──────── RECORD SET ────────

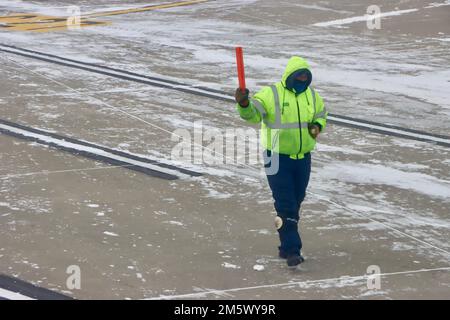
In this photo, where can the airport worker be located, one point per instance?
(292, 115)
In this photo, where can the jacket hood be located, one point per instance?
(294, 64)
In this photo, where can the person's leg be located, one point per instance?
(282, 185)
(302, 174)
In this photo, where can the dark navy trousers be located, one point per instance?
(288, 186)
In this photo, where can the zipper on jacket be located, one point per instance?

────────

Take the data above and repeat it exactly, leaving each picture out.

In this photo, where can the airport worker be located, one point per instance?
(292, 115)
In this photo, where can the jacket hood be located, one point per instance?
(294, 64)
In this photo, where can the person's leg be located, one point per instance?
(282, 185)
(302, 174)
In this photo, where can the dark navy trousers be located, one point per instance?
(288, 186)
In this photo, where can the zipper on jacket be located, one point per instance?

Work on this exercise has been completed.